Given entries below:
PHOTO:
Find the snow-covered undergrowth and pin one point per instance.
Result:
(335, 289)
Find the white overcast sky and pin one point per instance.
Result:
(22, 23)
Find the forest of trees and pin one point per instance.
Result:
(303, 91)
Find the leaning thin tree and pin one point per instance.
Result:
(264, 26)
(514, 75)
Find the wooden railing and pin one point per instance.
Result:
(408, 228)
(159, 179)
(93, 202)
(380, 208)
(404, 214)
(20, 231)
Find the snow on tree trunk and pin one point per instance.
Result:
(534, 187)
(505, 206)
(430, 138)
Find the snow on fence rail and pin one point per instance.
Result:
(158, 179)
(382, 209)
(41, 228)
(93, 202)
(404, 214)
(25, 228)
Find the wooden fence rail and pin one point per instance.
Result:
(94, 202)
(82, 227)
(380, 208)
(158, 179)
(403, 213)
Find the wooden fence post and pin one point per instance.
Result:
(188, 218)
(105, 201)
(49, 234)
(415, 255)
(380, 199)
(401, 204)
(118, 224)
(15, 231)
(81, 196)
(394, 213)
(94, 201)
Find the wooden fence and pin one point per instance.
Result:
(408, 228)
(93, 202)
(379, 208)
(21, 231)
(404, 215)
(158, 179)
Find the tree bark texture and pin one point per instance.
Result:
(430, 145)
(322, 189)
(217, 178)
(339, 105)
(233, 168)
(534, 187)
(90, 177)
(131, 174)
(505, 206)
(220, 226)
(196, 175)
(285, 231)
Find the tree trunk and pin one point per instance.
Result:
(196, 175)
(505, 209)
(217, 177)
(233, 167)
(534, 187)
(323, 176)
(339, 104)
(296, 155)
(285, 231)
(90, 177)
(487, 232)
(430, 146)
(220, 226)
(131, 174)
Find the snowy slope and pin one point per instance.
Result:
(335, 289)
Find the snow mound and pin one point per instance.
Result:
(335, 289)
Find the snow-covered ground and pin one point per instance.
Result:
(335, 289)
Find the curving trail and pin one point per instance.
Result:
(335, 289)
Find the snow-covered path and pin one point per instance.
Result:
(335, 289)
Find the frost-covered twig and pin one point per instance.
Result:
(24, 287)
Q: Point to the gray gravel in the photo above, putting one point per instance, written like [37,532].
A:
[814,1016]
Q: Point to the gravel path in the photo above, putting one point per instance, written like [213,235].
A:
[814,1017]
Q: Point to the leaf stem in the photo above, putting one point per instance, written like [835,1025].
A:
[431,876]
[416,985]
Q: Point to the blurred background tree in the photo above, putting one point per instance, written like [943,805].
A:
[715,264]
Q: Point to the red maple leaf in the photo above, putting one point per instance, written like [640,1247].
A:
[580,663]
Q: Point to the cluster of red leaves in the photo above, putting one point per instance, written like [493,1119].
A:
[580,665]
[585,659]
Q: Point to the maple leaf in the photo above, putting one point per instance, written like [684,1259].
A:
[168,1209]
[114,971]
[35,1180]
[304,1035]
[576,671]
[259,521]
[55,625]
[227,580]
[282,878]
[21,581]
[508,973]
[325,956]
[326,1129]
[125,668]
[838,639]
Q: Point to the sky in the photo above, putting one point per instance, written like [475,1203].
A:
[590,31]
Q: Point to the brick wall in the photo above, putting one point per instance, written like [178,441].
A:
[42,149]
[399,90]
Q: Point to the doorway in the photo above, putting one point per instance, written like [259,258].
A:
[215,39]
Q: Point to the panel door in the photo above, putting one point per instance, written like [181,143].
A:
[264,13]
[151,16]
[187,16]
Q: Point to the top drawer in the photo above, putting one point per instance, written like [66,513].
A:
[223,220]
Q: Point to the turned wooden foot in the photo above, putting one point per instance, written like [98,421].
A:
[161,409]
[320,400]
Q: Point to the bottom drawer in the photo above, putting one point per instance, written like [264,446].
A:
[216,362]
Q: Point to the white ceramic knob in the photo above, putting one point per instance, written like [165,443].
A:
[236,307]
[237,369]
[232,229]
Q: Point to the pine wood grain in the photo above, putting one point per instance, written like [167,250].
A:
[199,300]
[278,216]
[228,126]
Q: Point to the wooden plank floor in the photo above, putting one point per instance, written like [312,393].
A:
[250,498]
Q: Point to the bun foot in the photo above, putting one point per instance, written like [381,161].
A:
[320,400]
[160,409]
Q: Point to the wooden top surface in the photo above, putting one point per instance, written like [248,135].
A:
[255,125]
End of Given entries.
### Assignment
An exact written copy of every entry is the required answer.

### The answer
PHOTO:
Find the snow-covered undergrowth and pin one point per instance.
Result:
(335, 289)
Find the white overcast sky and pin one point per instance.
Result:
(22, 23)
Find the forest of trees and pin one point per instance.
Result:
(303, 91)
Find the leaning thin tree and pin one point per instance.
Result:
(264, 26)
(514, 75)
Find the wooden railing and pin one point per instance.
Result:
(408, 228)
(159, 179)
(93, 202)
(380, 208)
(404, 214)
(20, 231)
Find the snow on tree trunk and pin one point per instance.
Result:
(534, 187)
(505, 206)
(430, 138)
Find the snow on fence rail and pin one point per instance.
Result:
(158, 179)
(382, 209)
(41, 228)
(93, 202)
(404, 214)
(25, 228)
Find the wooden fence rail and pin one point per instance.
Result:
(94, 202)
(82, 227)
(380, 208)
(158, 179)
(403, 213)
Find the wooden fence post and pin one point per instance.
Result:
(188, 218)
(105, 201)
(49, 234)
(415, 255)
(380, 199)
(401, 204)
(118, 224)
(15, 231)
(81, 196)
(394, 213)
(94, 201)
Find the wooden fence and pin one point per instance.
Result:
(408, 228)
(93, 202)
(379, 208)
(21, 231)
(404, 215)
(158, 179)
Find the tree bark texture and pin one point per instance.
Result:
(430, 145)
(322, 189)
(217, 178)
(339, 105)
(233, 168)
(534, 187)
(90, 177)
(131, 174)
(505, 206)
(220, 226)
(196, 175)
(285, 231)
Find the tree trunk and pin one point per instance.
Result:
(196, 175)
(505, 209)
(217, 177)
(233, 167)
(534, 187)
(323, 176)
(339, 104)
(296, 155)
(285, 231)
(90, 177)
(487, 232)
(430, 146)
(220, 226)
(131, 174)
Find the snowy slope and pin one point per instance.
Result:
(335, 289)
Find the snow mound and pin one point per instance.
Result:
(335, 289)
Find the snow-covered ground and pin one point per instance.
Result:
(335, 289)
Find the curving trail and pin one point per instance.
Result:
(335, 289)
Find the snow-covered path and pin one point per instance.
Result:
(335, 289)
Find the frost-covered twig and pin one point per instance.
Result:
(24, 287)
Q: Point to the gray gravel in the photo above, putting one point per instance, written like [37,532].
A:
[814,1016]
Q: Point to the gravel path in the photo above, putting one point per instance, written like [213,235].
A:
[814,1017]
Q: Point to the leaf stem in the photo above, putting one point per instance, written like [835,1025].
A:
[431,876]
[416,985]
Q: Point to the blurred background tree in the photo above, putting one point per instance, written like [943,805].
A:
[715,264]
Q: Point to the red maple leaf in the photo above, putting one point per instance, written like [640,1247].
A:
[580,663]
Q: Point to the cluster of red leaves in the photo above, putting one point per instance, written like [493,1119].
A:
[580,665]
[585,659]
Q: Point to the maple leaf in the photo above, putting one point per instance, written like [684,1259].
A:
[168,1209]
[114,971]
[35,1180]
[304,1035]
[576,671]
[259,521]
[55,625]
[227,580]
[282,878]
[21,581]
[508,973]
[325,956]
[326,1129]
[125,668]
[838,639]
Q: Point to the sky in the photo above, putting one point per instance, written like [475,1203].
A:
[590,31]
Q: Point to the brick wall in the photo above, putting one point per instance, written like [178,441].
A:
[42,149]
[399,90]
Q: Point to the doorway in the photo above, putting one point per instance, written like [259,258].
A:
[215,39]
Q: Point to the panel door in the photo above, putting one point per instance, written like [181,143].
A:
[264,13]
[151,16]
[187,16]
Q: Point to the top drawer in the photo above, putting one point per instance, written like [66,513].
A:
[223,220]
Q: Point to the turned wooden foot in the photo above, putting one point per instance, written like [98,421].
A:
[161,409]
[320,400]
Q: Point to the bottom drawer in the photo above, putting one point per instance, written like [264,446].
A:
[216,362]
Q: Point to the white ceramic knob in the photo above, putting one point per instance, written like [165,443].
A:
[236,307]
[237,369]
[232,229]
Q: Point to the pine wood grain in the photo above, putting one point per instance, written like [167,250].
A:
[199,300]
[278,216]
[228,126]
Q: Point to the wooden plank floor in the photo above, putting one point per instance, written like [312,393].
A:
[250,498]
Q: Point to the bun foot in the photo above, putting one point per instance, written like [381,161].
A:
[320,400]
[160,409]
Q: Point to the wooden top surface in the photo above, putting one point per instance, written like [248,135].
A:
[255,125]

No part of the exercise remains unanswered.